Rewrite each line of the listing below as an item in a numbered list, omitting any blank lines.

Entries from a pointing dataset
>>

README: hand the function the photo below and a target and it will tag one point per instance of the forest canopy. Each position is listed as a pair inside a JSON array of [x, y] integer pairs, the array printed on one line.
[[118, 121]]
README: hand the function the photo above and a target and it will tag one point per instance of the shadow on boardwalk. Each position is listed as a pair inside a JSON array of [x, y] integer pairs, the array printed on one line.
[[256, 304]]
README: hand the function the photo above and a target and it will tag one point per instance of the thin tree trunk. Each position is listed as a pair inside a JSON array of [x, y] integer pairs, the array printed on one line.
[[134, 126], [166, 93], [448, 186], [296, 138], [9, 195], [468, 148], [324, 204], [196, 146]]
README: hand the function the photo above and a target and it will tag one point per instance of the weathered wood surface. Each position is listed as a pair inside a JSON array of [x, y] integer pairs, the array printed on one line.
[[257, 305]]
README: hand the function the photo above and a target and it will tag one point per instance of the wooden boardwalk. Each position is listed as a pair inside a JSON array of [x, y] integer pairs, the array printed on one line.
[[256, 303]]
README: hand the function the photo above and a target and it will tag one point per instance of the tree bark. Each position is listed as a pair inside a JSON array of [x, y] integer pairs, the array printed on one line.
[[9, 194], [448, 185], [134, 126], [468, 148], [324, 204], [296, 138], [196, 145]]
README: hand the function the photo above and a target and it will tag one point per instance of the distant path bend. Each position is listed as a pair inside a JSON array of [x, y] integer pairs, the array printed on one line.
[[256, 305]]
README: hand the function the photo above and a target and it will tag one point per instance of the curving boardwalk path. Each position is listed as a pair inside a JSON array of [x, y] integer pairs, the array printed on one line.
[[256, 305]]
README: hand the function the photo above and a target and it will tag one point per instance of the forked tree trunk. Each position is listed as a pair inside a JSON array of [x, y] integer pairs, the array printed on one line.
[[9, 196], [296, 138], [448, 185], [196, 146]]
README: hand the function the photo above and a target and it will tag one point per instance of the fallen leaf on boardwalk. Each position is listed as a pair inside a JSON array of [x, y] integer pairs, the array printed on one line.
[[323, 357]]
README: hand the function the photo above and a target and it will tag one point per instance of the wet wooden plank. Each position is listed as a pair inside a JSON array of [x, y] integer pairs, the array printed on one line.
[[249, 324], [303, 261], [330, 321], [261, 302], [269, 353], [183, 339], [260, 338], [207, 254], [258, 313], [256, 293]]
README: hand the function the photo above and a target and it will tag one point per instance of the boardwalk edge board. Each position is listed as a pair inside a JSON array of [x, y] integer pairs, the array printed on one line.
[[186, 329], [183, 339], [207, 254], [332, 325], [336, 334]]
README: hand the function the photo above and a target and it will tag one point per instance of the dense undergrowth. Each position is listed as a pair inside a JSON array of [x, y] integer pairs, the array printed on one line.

<<

▸ **Answer for the task**
1. README: hand the function the photo below and a target and it will tag one point per instance of the forest canopy. Each position is listed as a pair inside a JSON array of [x, y] integer pairs, the array printed on one line.
2. [[118, 121]]
3. README: hand the function the photo above and a target and it will tag one point per instance of the shadow on boardwalk. Each position is listed as a pair inside a JSON array of [x, y] integer pairs, the array printed on one line.
4. [[256, 304]]
5. README: hand the function the photo above and a target and it will tag one point per instance of the thin tree trunk. Each position is listed as a pair inside a JSON array of [x, y] integer pairs, the array printed on one line.
6. [[134, 126], [166, 93], [448, 186], [296, 138], [9, 195], [468, 148], [324, 204], [196, 146]]
7. README: hand the function the photo above and a target and it will tag one point per instance of the weathered wood surface. Each position is listed as a pair inside a JSON array of [x, y] integer pairs, the array printed on one line.
8. [[257, 305]]
9. README: hand the function the photo above and a target and it will tag one point per instance of the wooden boardwalk. Each position is listed as a pair inside a JSON array of [x, y] integer pairs, the array printed on one line.
10. [[256, 303]]
11. README: hand the function the photo above and a target and it will tag one point per instance of the tree bark. Each position is listed as a pair inside a JSON array of [x, y] integer pairs, the array printed on one line.
12. [[9, 194], [448, 185], [134, 126], [468, 148], [324, 204], [296, 138], [196, 145]]
13. README: hand the function the photo above and a target and it will tag one point per instance of the distant path bend. Each position is listed as a pair inside a JSON array of [x, y] integer pairs, the array printed on one line.
14. [[256, 305]]
15. README: hand the function the photo above and a target and it will tag one point per instance of the curving boardwalk path. Each position is listed as a pair inside a JSON array of [x, y] integer pairs, the array printed on one line.
16. [[256, 305]]
17. README: hand the function the photo above and a target and it will tag one point per instance of the forked tree trunk. Each position is listed as a pair inside a JSON array of [x, y] integer pairs, the array printed on one line.
18. [[9, 196], [296, 138], [448, 185], [196, 146]]
19. README: hand the function the photo above and a target and it will tag one point per instance of the fallen leaf on boardwalk. Each position is listed as a pair inside a JSON array of [x, y] integer pairs, the array printed on one line.
20. [[323, 357]]
21. README: hand the function the photo above and a target and it will tag one point per instance of the wet wooden plank. Each position is listed as a pair inside a JSON array of [x, y] integer pairs, the array printed on one line.
22. [[249, 324], [303, 261], [330, 321], [261, 302], [269, 353], [183, 339], [260, 338], [207, 254], [258, 313], [256, 293]]
23. README: hand the function the photo above and a target and it will tag one point per instance of the boardwalk edge board. Each position is listed as a pair inside a JSON array of [x, y] integer pairs, the array printed on one line.
24. [[186, 329], [183, 339], [207, 254], [332, 325], [336, 334]]
25. README: hand the function the photo above and a target and it will tag one point per instance of the dense undergrowth. Each position is listed as a pair inside a JSON array of [x, y] integer pairs, the array printed on one line.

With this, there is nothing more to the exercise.